**TASK TO CARRY OUT:**
Convert the listing below into a JSON list of strings with one string per line, skipping blank lines and covering the whole listing. Leave the pictures out of your answer.

-- Start SOURCE MATERIAL --

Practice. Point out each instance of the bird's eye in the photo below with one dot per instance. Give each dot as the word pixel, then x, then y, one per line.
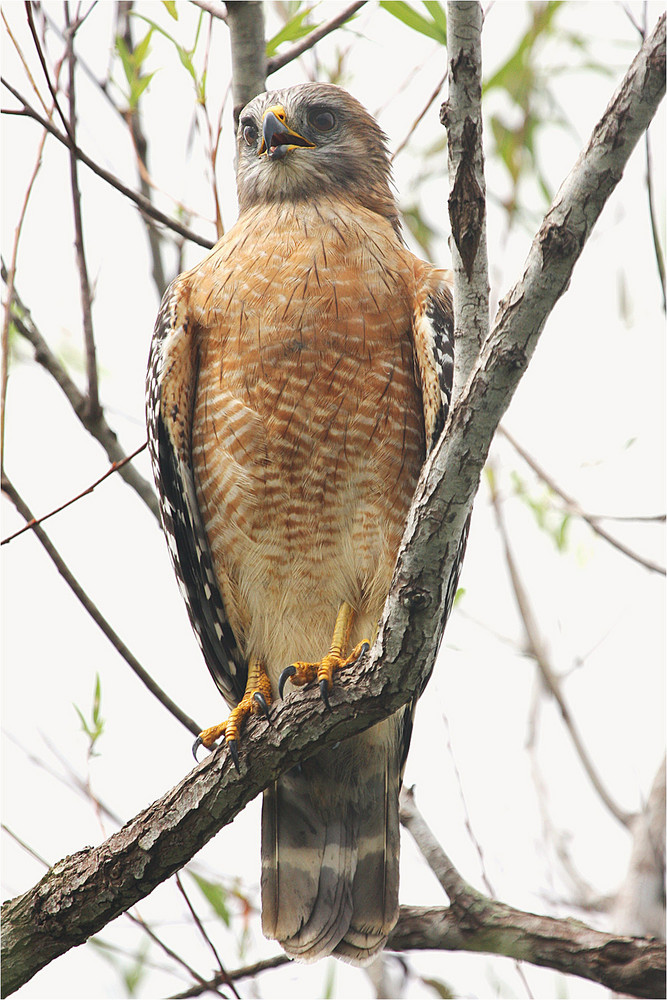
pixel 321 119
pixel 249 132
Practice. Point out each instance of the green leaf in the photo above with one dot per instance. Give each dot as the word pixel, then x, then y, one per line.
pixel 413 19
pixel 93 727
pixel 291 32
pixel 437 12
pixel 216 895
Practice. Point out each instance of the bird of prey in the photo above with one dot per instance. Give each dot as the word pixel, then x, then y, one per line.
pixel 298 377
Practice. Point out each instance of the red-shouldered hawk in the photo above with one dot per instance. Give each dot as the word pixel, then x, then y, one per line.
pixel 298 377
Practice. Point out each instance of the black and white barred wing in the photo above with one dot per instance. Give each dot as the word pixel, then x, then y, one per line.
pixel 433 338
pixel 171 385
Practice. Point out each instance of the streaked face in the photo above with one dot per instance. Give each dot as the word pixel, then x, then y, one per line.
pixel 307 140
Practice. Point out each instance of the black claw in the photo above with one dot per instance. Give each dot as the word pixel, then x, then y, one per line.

-- End SOURCE MATERIAL --

**FINAL ANSWER:**
[
  "Practice. Point out each instance of the bird's eye in the photo below with one dot per instance. Give each dot as the word pixel, then x, then y, one per line.",
  "pixel 321 119",
  "pixel 249 132",
  "Practice. Point out each instance of the green leaf in the photo above with one dot per instance. Give each dot as the word pixel, then x, then y, one per line.",
  "pixel 413 19",
  "pixel 93 727",
  "pixel 291 32",
  "pixel 437 12",
  "pixel 216 895",
  "Practice. Point out each instance of the bird of prey in the photo above with one dot per instance. Give each dot as the word pixel, then x, then y, one per line.",
  "pixel 298 377",
  "Practice. Point out each instance of the red-shouldered hawk in the photo above with one dot per instance. Give each dot as the word pixel, then x, then y, one per line.",
  "pixel 298 377",
  "Practice. Point out each instance of the black and white barred wing in the photo above with one dot per instance. Give each dot as the word pixel, then x, then y, one per line.",
  "pixel 433 338",
  "pixel 171 385",
  "Practice. Point out each instance of the streaked face in the photo above with one dot per instance. Give each dot as the word pixel, then x, then y, one per line.",
  "pixel 307 140",
  "Practice. Point out each instance of the black claw in the photo above with one dot per instance. Give each dot as the word pixel, then x, then y, one per line."
]